Goal of the exercise >> Copy out all of these records again, requests included but without the pictures, and multiply every coordinate in the answers by 2.45, rounding to whole numbers with halves going up. Leave the numbers in the requests and their sample lines unchanged.

Record list >>
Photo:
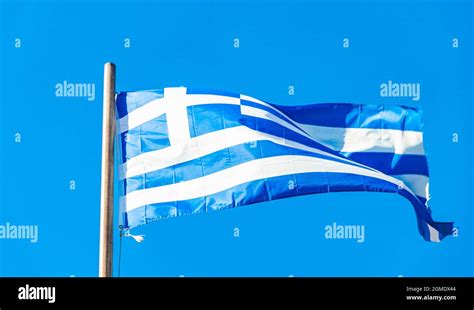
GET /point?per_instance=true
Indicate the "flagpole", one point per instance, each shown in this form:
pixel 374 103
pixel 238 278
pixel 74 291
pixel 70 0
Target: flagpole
pixel 107 174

Task result >>
Photo:
GET /point?per_instance=true
Indicate the "flagpole", one point per instance, each shown in this form:
pixel 374 103
pixel 238 278
pixel 74 291
pixel 70 0
Target: flagpole
pixel 262 426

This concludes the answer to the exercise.